• **Stated goal**: Count the lines in the listing below that contain the string "coffee", treating uppercase and lowercase letters as different, and give only that number.

• **Information provided**:
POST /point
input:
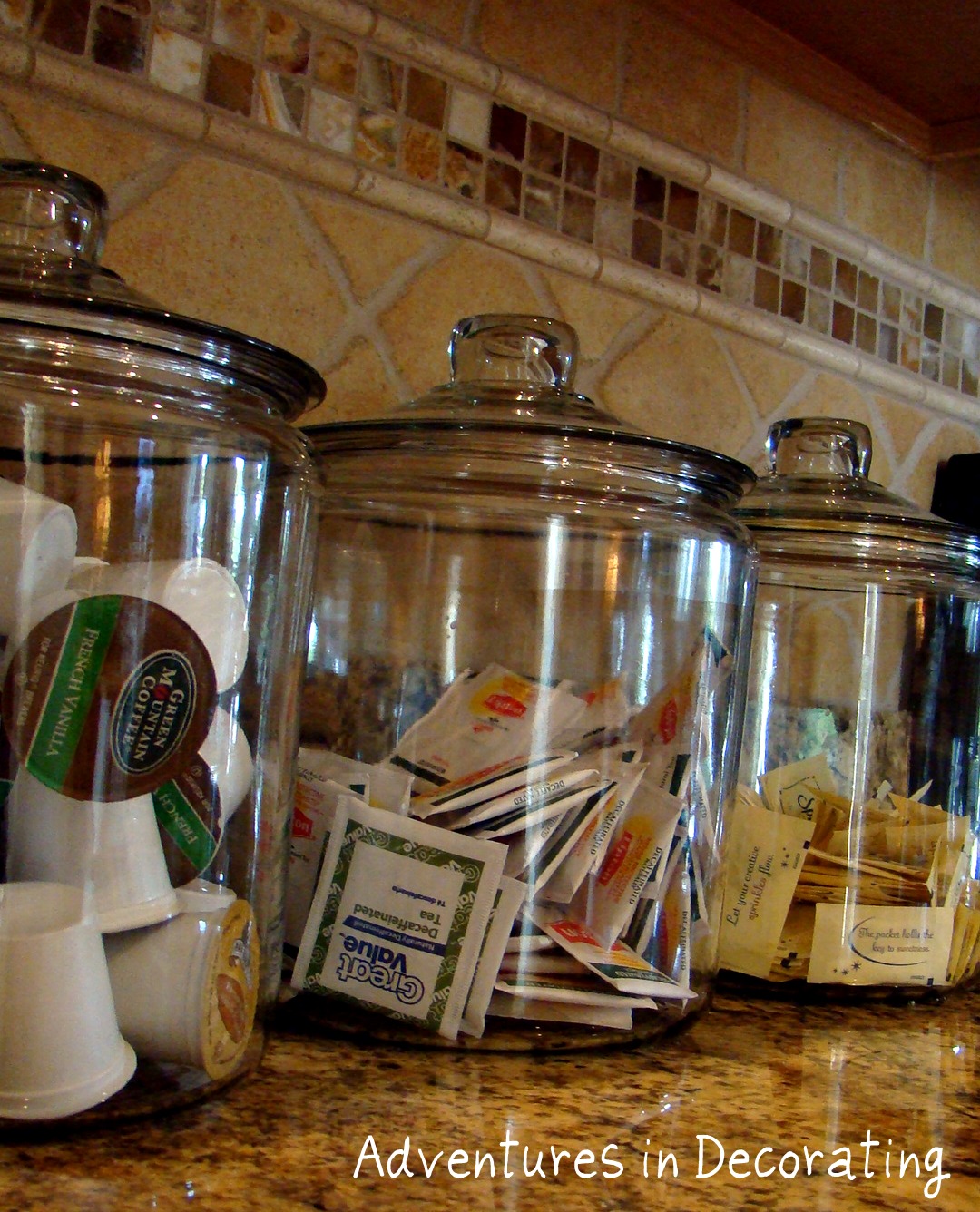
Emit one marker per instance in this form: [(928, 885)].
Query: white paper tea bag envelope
[(763, 858), (399, 915), (881, 944)]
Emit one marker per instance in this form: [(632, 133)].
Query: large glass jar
[(521, 713), (155, 523), (851, 857)]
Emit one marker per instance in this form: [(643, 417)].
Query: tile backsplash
[(663, 251)]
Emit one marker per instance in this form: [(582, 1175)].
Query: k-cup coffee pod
[(114, 848), (38, 538), (108, 697), (61, 1049), (204, 895), (201, 591), (226, 750), (188, 814), (186, 991), (33, 612)]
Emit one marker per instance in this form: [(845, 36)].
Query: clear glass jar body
[(851, 858), (157, 567), (446, 571)]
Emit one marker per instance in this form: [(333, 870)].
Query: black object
[(956, 494)]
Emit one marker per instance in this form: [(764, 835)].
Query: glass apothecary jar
[(851, 855), (155, 547), (521, 714)]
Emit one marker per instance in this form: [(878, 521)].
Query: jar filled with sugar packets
[(521, 714), (851, 855), (155, 548)]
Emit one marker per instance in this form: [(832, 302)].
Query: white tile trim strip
[(194, 122)]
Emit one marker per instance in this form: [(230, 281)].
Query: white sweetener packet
[(386, 788), (399, 916), (489, 785), (484, 718), (618, 1017), (640, 845), (590, 848), (619, 963), (506, 905), (581, 991), (764, 854)]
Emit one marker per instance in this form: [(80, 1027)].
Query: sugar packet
[(480, 720)]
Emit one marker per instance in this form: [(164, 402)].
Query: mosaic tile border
[(336, 93)]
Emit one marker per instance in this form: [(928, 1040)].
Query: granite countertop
[(750, 1075)]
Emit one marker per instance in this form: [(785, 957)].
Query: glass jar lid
[(508, 418), (53, 288), (818, 503)]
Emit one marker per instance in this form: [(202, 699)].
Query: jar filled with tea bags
[(851, 855), (521, 713)]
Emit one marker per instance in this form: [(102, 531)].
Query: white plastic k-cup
[(61, 1049), (226, 750), (169, 981), (113, 847), (201, 591), (38, 541)]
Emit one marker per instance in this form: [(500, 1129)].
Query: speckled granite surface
[(749, 1074)]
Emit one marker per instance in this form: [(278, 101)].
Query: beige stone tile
[(467, 281), (370, 244), (442, 17), (676, 383), (681, 86), (832, 396), (904, 422), (100, 148), (597, 316), (217, 241), (952, 439), (544, 40), (356, 388), (792, 145), (955, 238), (886, 195), (768, 375)]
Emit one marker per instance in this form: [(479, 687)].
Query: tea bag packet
[(861, 944), (764, 858), (489, 786), (796, 788), (792, 958), (965, 947), (510, 895), (317, 797), (670, 715), (640, 845), (399, 916), (486, 718)]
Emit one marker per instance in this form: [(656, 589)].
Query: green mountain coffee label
[(108, 697), (188, 812)]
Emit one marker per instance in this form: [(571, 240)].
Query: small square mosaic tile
[(274, 65)]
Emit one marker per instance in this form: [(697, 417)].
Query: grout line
[(195, 123)]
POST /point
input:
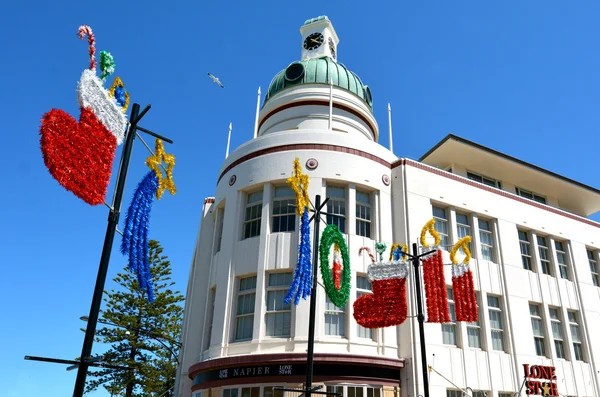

• **Problem solution**: 2